┌─ Supplied information

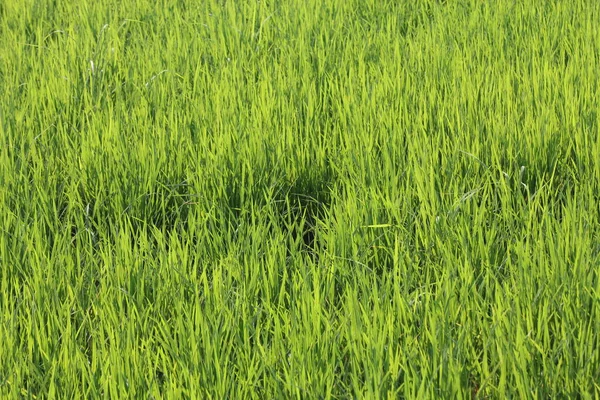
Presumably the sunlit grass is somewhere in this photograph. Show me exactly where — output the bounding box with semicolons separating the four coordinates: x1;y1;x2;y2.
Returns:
0;0;600;399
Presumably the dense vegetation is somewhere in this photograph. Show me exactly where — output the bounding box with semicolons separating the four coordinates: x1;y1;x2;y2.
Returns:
0;0;600;399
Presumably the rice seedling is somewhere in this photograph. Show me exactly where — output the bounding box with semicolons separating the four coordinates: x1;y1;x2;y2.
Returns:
0;0;600;399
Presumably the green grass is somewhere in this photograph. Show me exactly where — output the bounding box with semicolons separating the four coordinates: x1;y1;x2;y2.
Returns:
0;0;600;399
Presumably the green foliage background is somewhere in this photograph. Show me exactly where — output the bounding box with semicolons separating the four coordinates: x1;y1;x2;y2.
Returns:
0;0;600;399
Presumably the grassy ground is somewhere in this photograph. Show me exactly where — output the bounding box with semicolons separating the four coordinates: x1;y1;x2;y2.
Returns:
0;0;600;399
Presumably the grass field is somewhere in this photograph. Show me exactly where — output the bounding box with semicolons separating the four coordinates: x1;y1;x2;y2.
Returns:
0;0;600;399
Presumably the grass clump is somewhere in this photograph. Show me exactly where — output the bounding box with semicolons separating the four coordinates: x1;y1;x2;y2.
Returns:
0;0;600;398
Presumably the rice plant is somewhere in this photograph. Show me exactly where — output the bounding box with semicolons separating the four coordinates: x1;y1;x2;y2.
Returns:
0;0;600;399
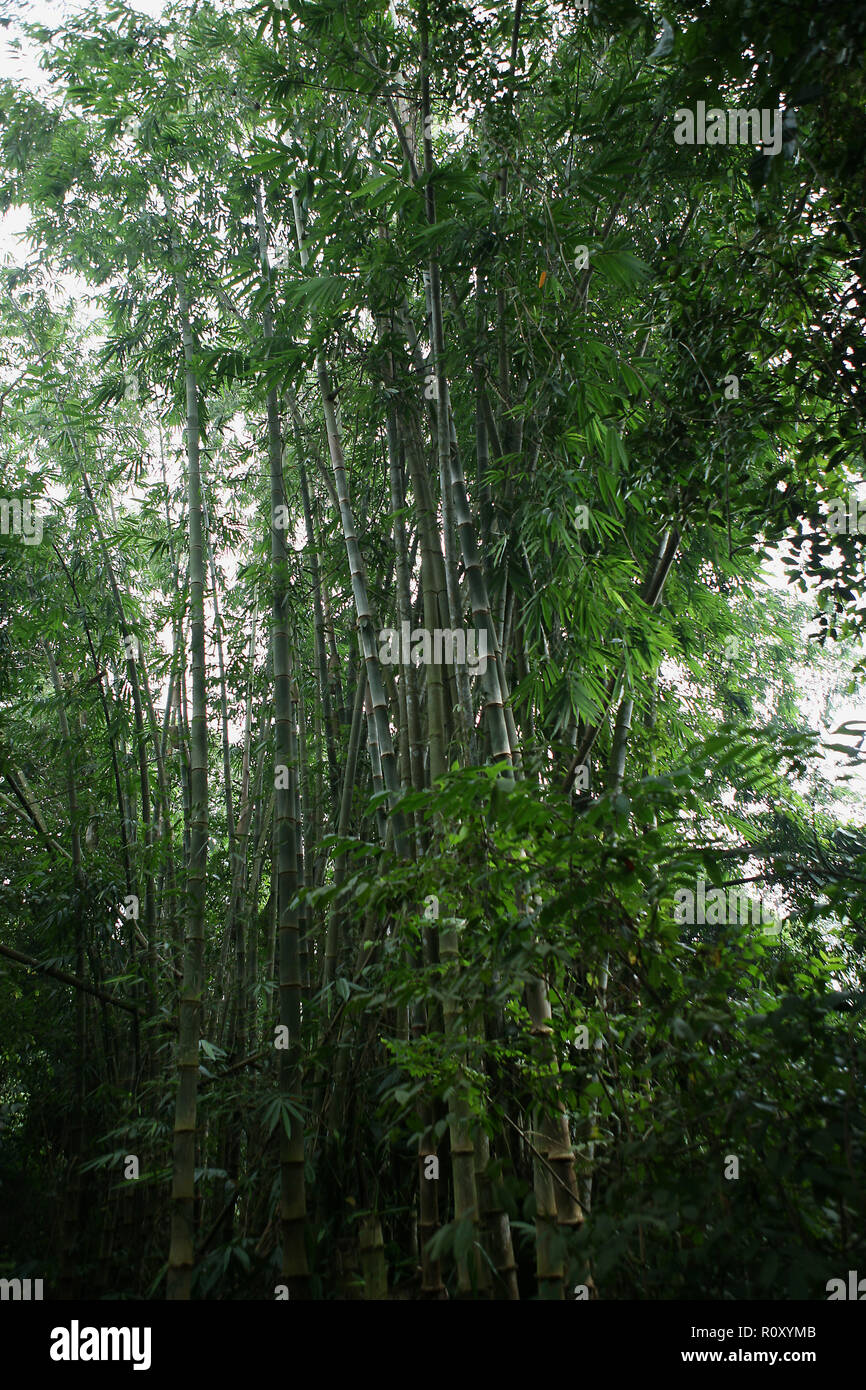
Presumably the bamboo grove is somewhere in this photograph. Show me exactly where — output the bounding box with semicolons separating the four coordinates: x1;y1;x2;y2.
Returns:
0;0;866;1300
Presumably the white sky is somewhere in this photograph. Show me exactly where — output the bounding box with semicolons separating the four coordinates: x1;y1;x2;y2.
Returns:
0;0;866;801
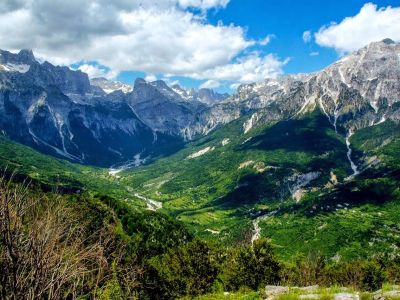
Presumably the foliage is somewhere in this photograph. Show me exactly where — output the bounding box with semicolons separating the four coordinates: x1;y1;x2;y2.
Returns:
221;239;280;291
149;239;221;298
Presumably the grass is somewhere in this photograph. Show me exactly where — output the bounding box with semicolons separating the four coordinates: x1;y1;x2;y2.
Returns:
0;111;400;262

└─

▶ [Directive] Please lay out all the items above as a two-column CSV with the headers "text" and "answer", one row per item, putting each value in its own quoted field and replacing any line breaks with spaces. Leave the pictures out.

▶ [Worked answer]
text,answer
"Presumably the sunlit grass is somewhere in this photograph. Show me exactly where — output the bounding box with semicolons separating the four coordinates: x1;y1;x2;y2. Returns:","0;0;600;399"
"Presumably the dense vegetation is somewhere in this photograph. Show me exactly where — output the bounding box with semicolons separating the four coordinates: x1;y1;x2;y2. Returns:","0;0;600;399"
"Presumably the rice seedling is somewhere in this photograph. Show me exactly where — output the bounding box with semicolons separating the four coordinates: x1;y1;x2;y2. Returns:","0;0;600;399"
"Presumably the green grass is somewhere in this photograph. Show me exactly where — output the bounding box with semicolons separating the four coordinates: x1;y1;x2;y2. Returns:","0;0;600;399"
"Presumably the green foliage background is somewhere in this photograph. Show me exactly where — output the bounding box with semicolons separating the four coordinates: x1;y1;x2;y2. Returns:","0;0;600;399"
"Presumably the grassy ground is somewhere in this photograph. Show me exactly where — output the bounding box with semicolons separating the four coordinates: x1;y1;x2;y2. Returns:","0;0;600;399"
"Presumably the grass field is somewhere in this photograph. Show me exactly where — output the bounding box with semicolons separating the four coordinates: x1;y1;x2;y2. Returns:","0;0;600;399"
"Presumably the grass clump is somewhere in this photograph. Show me exactly where — output the bounding box with semicolons separating the four coordinates: x1;y1;x2;y2. Returns:","0;0;600;398"
"Presumably the rice plant is somewhere in this photograph. Show me exactly where — output the bounding box with semicolons separating the four coordinates: x1;y1;x2;y2. Returns:","0;0;600;399"
"Presumably the bamboo grove is somewhere in this photograph. Show me exactly where — output the bounding box with semicolons separating the four coordinates: x1;y1;x2;y2. Returns:","0;0;866;1300"
"Presumably the white sky is somewhere in this photograph. Show me exactly where — output the bounding box with semicolons separating the four coordinates: x1;y1;x2;y2. Returns:","0;0;866;801"
"Presumably the foliage is somewhere in this photograph. Show me exactly where — output the bounding box with semicolons separating the four coordinates: x1;y1;x2;y2. Returns:","221;239;280;291 149;239;221;298"
"Presumably the grass is somewhere in this photograph. Show me exactly where — output the bounding box with semicolons separating the four coordinates: x1;y1;x2;y2. Returns:","0;111;400;262"